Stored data
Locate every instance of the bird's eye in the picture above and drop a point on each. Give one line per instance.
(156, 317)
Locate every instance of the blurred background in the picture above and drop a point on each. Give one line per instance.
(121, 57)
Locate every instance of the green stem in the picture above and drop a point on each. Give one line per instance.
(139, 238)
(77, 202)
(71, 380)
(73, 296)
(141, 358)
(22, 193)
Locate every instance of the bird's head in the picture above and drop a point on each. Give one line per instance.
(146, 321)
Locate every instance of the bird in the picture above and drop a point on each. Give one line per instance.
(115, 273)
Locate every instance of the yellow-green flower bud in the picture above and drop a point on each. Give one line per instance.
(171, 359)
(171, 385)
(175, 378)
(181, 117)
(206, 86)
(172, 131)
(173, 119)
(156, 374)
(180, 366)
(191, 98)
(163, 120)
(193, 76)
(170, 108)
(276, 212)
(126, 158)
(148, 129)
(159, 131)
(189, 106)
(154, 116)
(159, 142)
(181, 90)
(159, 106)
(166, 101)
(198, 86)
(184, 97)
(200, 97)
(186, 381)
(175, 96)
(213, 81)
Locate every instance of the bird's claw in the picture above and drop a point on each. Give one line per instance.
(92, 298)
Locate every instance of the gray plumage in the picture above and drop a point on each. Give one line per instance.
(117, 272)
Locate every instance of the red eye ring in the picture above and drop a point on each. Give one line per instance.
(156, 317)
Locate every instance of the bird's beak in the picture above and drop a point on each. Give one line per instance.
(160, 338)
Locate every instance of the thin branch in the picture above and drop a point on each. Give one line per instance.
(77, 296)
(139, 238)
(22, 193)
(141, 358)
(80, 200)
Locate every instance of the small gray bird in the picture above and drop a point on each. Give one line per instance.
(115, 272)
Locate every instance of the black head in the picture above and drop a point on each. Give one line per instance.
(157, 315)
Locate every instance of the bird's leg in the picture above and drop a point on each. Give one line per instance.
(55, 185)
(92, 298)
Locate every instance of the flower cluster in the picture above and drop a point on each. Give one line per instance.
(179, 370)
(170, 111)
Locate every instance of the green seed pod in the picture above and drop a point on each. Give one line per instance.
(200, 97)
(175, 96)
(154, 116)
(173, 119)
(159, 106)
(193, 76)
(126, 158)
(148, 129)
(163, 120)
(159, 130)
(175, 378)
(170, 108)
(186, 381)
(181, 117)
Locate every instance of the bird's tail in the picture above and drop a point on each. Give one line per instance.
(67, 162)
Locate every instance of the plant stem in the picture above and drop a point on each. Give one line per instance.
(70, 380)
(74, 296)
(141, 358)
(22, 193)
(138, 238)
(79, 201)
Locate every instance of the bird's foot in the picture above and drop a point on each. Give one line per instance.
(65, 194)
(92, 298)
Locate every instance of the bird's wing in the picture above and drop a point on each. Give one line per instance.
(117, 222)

▶ How to complete this task: Produce an exact copy of the lines from the one containing "Locate every instance of the bird's foot" through the final line of the data, both ends included, and only those.

▶ Worked solution:
Locate every instance of the bird's foot in the picture above and drop a point on each. Give one line per instance.
(65, 194)
(92, 298)
Locate every instance of the bird's wing in the picture above and drop a point on each. Give one line per instance.
(117, 222)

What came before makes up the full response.